» **Supplied text**:
==============================
Longform

The Fight of Their Lives

Page 18 of 23

"It's too late for the doctors in Florida. God loves you enough to let you still be here to hear this message. God hasn't snuffed you out yet, Warren. I don't believe in killing abortionists, but 'vengeance is mine,' sayeth the Lord."

Four days later, Scott and his companions returned. "Warren, how many days do you have left?" Scott shouted. "The Lord showed me you have less than one year. One year and He's gonna take your life.

"God's law is above man's law. Warren, how many days do you have left? You won't have Michael Newell to defend you! How much longer before the Lord brings justice, because His law is above man's law. It's above Warren Hern."

Scott ended with the admonition that "my children have warned you." Did Scott now think he was God? Newell wondered.

On December 10, Scott was sentenced to ninety days in Denver County Jail for violating a court order to stay at least 100 feet from the entrance of any abortion clinic; part of the evidence used to lock him up was Hern's videotape.

Twenty days later, John Salvi walked into two Boston abortion clinics and opened fire with a semi-automatic rifle. He wounded seven people and killed two young women, one of whom begged for her life before he pumped ten bullets into her. He wasn't caught until the next day, when he shot 23 bullets into a Norfolk clinic. (Salvi's lawyers tried to argue that he was insane; a jury sentenced him to life.)

The night of the Boston murders, Bob Enyart used his TV show to attack abortion providers, specifically naming Hern. "According to people who called me from around the country," Hern says, "the two most common words used on the program were my last name and 'kill.'"

Hern's clinic is located across from Boulder Community Hospital. The doctor had long before stopped using his front door for fear of being assassinated by someone in the line of protesters on the sidewalk. Now, every time he left by the clinic's back door, he looked up at the hospital's parking garage. He remembered what Newell's report had said about Scott's expert marksmanship.

Once safe at home, Hern worked on a report he says he was asked to submit to the Department of Justice. (Scott's lawyer, John Winston, would later claim that Hern initiated the report, in order to get the federal government to take action against his client.) In the report, Hern noted that between securing his building and hiring extra security personnel, "the costs of protecting ourselves from anti-abortion harassment and violence has cost well over $1 million during the past fifteen years.
==============================
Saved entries
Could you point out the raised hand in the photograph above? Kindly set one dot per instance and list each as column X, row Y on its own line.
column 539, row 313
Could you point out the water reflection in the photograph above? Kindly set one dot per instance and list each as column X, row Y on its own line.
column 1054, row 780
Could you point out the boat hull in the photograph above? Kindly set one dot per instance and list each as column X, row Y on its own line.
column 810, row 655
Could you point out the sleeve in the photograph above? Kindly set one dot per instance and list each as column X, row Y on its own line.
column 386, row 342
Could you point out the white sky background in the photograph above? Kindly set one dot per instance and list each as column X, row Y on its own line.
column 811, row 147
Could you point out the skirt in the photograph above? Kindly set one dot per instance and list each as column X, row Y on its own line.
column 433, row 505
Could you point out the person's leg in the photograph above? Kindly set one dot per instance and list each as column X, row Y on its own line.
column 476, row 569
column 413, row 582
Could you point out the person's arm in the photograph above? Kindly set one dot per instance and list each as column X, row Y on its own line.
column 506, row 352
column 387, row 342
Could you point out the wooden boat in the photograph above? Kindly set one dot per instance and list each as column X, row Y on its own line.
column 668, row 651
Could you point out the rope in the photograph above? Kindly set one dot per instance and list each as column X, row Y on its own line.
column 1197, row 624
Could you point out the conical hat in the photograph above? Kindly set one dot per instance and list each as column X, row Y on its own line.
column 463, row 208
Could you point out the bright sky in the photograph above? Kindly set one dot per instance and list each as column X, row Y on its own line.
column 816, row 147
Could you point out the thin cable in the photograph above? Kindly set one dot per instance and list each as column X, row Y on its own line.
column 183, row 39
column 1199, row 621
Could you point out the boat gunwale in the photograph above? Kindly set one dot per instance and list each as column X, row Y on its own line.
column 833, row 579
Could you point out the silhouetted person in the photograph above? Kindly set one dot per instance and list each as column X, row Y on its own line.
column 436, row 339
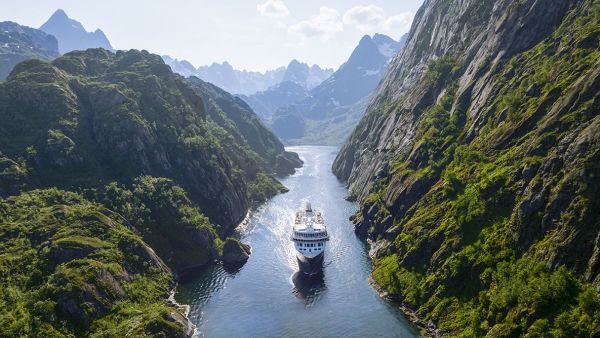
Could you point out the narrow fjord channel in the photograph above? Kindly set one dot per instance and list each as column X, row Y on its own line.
column 266, row 299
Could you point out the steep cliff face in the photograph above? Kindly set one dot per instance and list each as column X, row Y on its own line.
column 19, row 43
column 91, row 117
column 477, row 167
column 69, row 267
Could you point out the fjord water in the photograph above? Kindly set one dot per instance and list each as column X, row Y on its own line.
column 267, row 298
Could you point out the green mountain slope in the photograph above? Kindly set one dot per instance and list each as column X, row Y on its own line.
column 69, row 267
column 163, row 170
column 477, row 169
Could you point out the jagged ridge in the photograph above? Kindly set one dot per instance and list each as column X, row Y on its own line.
column 476, row 168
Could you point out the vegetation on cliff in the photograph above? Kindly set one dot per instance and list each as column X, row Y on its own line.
column 70, row 267
column 486, row 219
column 161, row 170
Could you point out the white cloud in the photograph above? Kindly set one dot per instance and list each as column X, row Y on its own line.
column 323, row 25
column 373, row 19
column 273, row 9
column 365, row 18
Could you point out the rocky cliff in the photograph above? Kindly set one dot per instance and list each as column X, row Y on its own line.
column 476, row 166
column 72, row 35
column 163, row 168
column 19, row 43
column 329, row 112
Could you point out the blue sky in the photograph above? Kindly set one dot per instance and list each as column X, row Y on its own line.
column 250, row 34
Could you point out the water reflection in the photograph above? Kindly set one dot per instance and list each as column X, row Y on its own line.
column 308, row 287
column 267, row 298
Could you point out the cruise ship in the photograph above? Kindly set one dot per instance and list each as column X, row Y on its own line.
column 309, row 236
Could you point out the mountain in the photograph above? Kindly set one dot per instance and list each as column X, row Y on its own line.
column 323, row 116
column 248, row 83
column 237, row 81
column 19, row 43
column 181, row 67
column 137, row 177
column 476, row 168
column 267, row 102
column 305, row 76
column 71, row 35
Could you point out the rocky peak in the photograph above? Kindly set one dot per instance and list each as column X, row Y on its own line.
column 72, row 35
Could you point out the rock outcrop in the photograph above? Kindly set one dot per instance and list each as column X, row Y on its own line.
column 19, row 43
column 476, row 168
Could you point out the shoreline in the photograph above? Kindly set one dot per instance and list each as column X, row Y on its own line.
column 185, row 309
column 425, row 328
column 191, row 330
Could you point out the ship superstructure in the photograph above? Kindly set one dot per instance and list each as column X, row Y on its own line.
column 310, row 237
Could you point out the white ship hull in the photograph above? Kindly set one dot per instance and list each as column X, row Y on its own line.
column 310, row 237
column 311, row 265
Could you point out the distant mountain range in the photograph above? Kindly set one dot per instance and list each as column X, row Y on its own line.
column 19, row 43
column 57, row 36
column 328, row 113
column 244, row 82
column 71, row 35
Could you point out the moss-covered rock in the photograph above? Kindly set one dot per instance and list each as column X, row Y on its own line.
column 477, row 169
column 68, row 267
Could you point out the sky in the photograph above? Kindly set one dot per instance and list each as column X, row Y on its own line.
column 255, row 35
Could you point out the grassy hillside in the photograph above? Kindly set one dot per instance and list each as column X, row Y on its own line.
column 486, row 222
column 145, row 176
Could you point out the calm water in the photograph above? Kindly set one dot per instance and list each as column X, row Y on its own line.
column 265, row 298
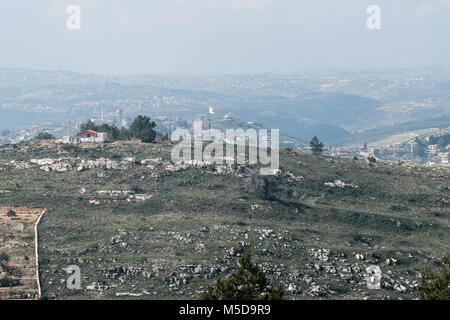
==============================
» **Aim of the exercise**:
Rewrite the article from "Once safe at" up to and including "past fifteen years.", replacing "Department of Justice" with "Justice Department". This listing is separate from the article and has no connection to it.

» **Task answer**:
Once safe at home, Hern worked on a report he says he was asked to submit to the Justice Department. (Scott's lawyer, John Winston, would later claim that Hern initiated the report, in order to get the federal government to take action against his client.) In the report, Hern noted that between securing his building and hiring extra security personnel, "the costs of protecting ourselves from anti-abortion harassment and violence has cost well over $1 million during the past fifteen years.